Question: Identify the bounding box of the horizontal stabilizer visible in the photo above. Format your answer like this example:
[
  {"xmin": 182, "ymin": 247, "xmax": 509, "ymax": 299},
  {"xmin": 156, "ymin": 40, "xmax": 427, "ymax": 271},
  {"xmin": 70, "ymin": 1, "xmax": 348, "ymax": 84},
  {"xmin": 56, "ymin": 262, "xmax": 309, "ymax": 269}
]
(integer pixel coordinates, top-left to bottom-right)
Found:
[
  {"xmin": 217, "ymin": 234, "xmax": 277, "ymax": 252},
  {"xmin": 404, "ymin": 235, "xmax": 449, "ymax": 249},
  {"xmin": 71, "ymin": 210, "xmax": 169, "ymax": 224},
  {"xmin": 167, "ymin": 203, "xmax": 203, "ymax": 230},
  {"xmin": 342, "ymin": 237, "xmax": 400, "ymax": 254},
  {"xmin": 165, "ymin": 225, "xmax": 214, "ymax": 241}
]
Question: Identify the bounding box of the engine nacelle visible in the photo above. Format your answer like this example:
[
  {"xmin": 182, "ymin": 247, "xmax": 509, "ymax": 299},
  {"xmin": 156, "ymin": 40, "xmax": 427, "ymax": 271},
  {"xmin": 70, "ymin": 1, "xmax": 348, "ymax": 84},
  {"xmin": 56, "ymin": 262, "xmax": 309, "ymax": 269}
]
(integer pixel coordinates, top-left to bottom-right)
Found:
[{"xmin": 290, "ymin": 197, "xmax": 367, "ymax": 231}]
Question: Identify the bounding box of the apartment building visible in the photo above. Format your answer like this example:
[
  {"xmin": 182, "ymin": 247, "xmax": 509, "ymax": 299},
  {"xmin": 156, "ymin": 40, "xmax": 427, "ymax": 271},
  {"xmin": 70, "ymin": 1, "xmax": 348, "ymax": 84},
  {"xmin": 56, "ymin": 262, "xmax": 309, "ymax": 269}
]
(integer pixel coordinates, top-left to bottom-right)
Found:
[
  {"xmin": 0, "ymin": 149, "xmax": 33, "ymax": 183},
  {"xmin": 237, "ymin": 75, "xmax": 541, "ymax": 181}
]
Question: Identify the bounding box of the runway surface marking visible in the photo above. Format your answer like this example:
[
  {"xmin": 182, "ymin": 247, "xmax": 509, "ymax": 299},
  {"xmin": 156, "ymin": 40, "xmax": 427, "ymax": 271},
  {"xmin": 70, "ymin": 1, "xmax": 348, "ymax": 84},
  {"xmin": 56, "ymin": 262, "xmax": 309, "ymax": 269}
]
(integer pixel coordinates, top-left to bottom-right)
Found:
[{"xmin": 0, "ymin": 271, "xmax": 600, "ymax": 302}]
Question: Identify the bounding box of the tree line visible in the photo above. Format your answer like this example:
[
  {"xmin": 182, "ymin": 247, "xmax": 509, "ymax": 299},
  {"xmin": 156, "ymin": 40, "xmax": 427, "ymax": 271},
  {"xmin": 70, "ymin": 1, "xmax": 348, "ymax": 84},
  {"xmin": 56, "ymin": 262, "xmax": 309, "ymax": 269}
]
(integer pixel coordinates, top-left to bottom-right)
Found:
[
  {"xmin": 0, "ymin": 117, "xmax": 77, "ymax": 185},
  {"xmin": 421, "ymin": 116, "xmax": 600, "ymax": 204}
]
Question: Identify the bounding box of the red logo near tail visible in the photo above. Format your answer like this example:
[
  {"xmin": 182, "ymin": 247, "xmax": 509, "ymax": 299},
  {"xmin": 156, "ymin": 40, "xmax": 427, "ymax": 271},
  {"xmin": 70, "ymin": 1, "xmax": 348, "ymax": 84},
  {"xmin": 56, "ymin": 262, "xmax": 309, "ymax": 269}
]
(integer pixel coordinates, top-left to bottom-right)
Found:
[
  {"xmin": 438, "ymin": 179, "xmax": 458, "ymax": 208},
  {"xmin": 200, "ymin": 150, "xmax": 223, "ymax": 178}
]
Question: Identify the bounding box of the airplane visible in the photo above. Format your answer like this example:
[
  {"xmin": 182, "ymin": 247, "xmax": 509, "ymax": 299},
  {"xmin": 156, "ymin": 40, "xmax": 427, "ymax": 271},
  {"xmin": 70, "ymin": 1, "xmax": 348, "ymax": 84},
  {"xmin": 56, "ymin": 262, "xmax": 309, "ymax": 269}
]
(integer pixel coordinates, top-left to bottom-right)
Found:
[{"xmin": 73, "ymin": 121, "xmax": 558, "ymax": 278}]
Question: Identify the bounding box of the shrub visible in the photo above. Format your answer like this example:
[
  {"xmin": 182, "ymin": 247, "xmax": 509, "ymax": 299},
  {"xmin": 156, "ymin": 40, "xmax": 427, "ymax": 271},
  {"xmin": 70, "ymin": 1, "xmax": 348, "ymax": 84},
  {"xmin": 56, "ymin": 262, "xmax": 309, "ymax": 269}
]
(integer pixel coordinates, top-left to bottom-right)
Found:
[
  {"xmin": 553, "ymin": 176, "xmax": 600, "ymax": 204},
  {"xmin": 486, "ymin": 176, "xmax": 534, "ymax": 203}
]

— WHAT NEEDS TO BE DONE —
Copy out the listing again, starting at the line containing "Question: Identify the bounding box of the shrub" and ending with the last line of the listing, requests included. Add -83 to every coordinate in the answers, and leave the requests and their sample coordinates unchanged.

— RESULT OF THE EXERCISE —
Question: Identify the bounding box of the shrub visible in the photo above. Format your answer like this example:
[
  {"xmin": 182, "ymin": 247, "xmax": 509, "ymax": 299},
  {"xmin": 156, "ymin": 40, "xmax": 427, "ymax": 271},
  {"xmin": 70, "ymin": 1, "xmax": 348, "ymax": 84},
  {"xmin": 56, "ymin": 262, "xmax": 309, "ymax": 269}
]
(integer pixel coordinates, top-left to bottom-right)
Found:
[
  {"xmin": 470, "ymin": 93, "xmax": 517, "ymax": 121},
  {"xmin": 403, "ymin": 93, "xmax": 451, "ymax": 120}
]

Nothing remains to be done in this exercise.